Dataset records about object locations
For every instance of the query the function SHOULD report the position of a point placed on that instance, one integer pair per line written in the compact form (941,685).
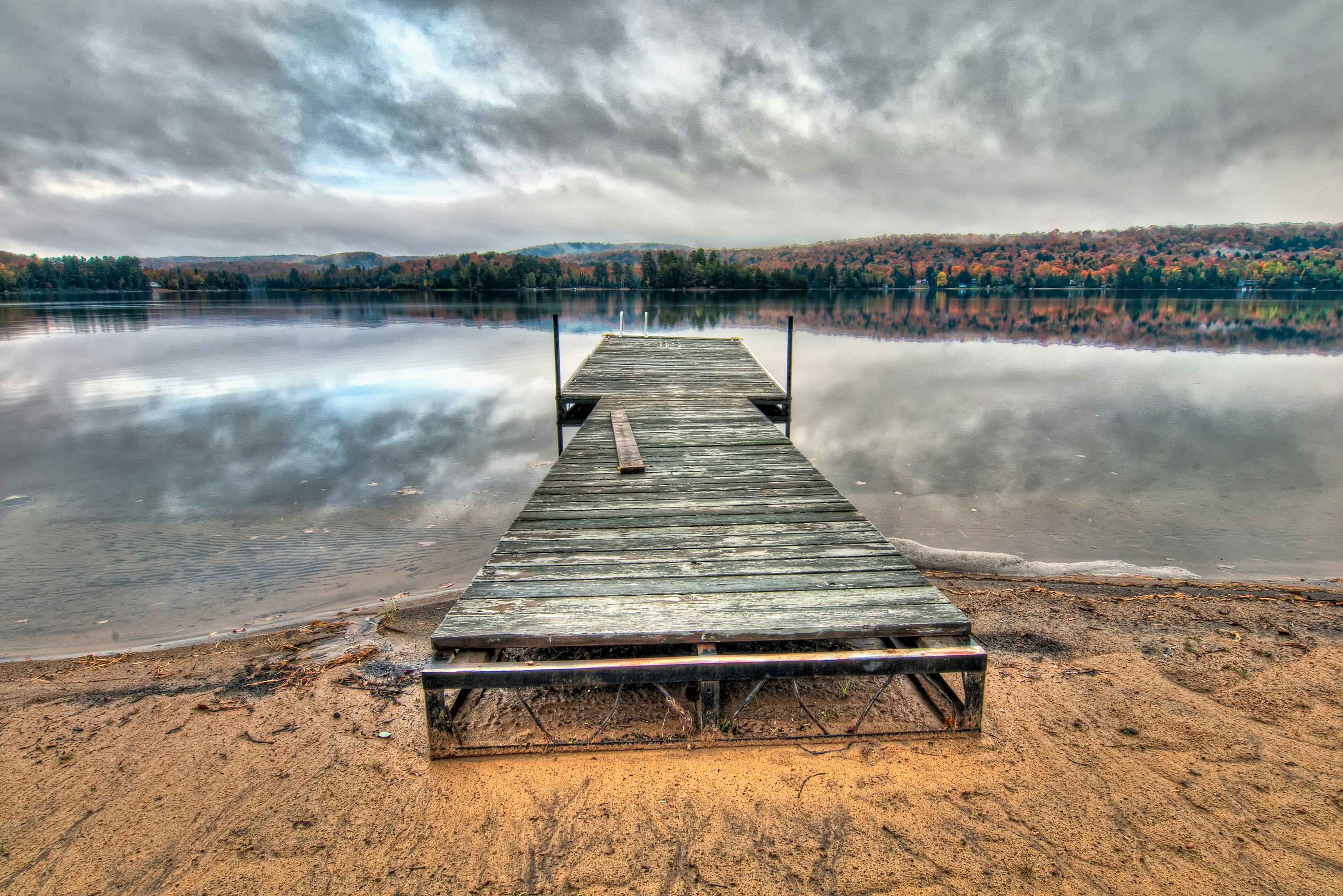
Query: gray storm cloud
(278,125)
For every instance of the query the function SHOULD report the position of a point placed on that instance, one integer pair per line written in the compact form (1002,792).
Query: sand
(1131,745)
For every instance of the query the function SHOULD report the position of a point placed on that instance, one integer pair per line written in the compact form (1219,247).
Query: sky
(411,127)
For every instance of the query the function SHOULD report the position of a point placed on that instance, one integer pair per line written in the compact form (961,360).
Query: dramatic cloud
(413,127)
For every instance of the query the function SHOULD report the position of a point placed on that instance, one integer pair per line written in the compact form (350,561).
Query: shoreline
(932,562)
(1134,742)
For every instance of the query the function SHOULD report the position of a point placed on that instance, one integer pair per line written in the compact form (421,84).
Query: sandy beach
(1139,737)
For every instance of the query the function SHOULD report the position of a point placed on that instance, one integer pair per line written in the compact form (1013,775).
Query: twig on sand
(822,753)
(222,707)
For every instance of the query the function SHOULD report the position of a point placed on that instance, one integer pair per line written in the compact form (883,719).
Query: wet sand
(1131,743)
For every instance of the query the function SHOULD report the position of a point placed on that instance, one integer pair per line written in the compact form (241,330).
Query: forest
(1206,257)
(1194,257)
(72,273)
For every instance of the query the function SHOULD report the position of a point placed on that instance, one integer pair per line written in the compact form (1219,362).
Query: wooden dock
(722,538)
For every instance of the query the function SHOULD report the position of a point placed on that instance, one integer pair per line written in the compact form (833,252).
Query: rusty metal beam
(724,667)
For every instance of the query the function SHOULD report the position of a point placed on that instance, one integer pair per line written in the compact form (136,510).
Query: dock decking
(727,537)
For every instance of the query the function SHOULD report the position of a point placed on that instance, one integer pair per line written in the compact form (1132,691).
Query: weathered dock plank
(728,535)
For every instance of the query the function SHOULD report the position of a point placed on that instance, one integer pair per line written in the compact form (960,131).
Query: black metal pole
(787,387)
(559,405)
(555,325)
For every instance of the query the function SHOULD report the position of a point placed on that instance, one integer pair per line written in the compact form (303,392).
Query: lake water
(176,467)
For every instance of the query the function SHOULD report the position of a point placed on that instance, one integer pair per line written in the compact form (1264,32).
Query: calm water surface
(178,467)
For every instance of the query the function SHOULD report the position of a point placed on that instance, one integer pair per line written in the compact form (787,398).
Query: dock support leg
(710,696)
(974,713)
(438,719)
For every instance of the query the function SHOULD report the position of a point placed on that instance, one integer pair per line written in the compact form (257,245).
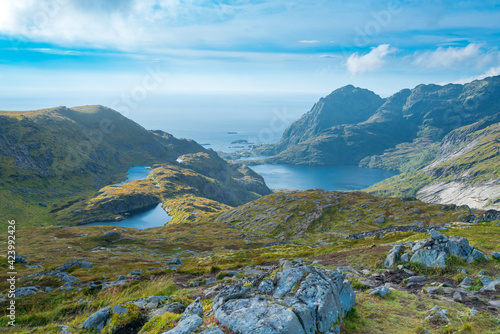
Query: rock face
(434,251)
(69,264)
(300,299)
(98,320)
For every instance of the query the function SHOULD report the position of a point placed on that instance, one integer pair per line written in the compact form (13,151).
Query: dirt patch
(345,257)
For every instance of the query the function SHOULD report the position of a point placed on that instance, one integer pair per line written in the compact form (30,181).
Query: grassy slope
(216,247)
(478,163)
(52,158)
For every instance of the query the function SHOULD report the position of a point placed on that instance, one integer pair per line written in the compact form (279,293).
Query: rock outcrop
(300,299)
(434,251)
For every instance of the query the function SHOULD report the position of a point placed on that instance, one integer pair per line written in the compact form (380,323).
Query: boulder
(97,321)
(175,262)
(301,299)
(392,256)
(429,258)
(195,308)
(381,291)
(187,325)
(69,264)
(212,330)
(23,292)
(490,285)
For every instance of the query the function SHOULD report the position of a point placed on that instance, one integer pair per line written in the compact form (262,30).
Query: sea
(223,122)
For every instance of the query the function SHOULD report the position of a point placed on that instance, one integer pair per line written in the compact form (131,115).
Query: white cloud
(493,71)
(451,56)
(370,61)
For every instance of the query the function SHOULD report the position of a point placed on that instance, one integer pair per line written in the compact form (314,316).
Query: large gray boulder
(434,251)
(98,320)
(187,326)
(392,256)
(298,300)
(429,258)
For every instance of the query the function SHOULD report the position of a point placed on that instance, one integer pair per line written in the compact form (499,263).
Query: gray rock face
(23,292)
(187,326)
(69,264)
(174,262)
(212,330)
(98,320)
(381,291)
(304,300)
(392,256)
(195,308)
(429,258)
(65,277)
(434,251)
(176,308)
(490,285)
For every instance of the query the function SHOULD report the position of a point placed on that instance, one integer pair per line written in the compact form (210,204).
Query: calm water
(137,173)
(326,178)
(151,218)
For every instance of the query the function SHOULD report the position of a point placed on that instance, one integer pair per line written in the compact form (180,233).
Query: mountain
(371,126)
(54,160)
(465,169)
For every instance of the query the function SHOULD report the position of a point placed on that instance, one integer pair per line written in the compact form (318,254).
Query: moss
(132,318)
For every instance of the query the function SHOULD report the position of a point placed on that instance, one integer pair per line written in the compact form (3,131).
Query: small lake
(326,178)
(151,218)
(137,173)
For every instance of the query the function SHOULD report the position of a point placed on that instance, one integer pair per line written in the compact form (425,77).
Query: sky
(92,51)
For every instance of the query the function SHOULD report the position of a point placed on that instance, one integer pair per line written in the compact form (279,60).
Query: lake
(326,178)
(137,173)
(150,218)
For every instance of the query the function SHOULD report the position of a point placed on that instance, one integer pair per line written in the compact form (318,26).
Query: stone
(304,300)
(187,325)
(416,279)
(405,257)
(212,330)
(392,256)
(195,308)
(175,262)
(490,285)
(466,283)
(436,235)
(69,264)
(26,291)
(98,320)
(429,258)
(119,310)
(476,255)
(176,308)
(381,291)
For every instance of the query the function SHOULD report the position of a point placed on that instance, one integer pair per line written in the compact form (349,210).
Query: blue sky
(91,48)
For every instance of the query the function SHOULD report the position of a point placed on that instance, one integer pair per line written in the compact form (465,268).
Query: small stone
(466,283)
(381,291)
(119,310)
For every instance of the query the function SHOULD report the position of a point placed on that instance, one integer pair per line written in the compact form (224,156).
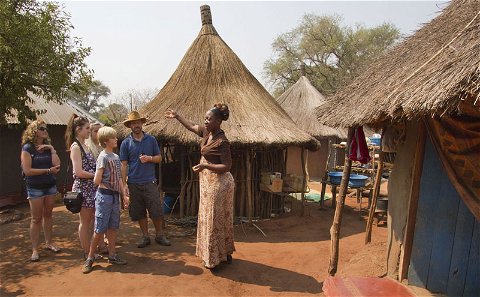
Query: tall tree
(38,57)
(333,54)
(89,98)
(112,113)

### Aim
Can you write out the items again from the line containing "compact form (224,156)." through the end of the items, requests included, with every answer coordinate increased by 75 and the requests and their format samples left unchanged? Leave the pictures out of your answer.

### Exercise result
For every instance of the query the function SHOULD report the position of a point placed on that instance, one integer pair per line written in the compact form (224,156).
Query: tall tree
(113,132)
(408,129)
(164,173)
(187,188)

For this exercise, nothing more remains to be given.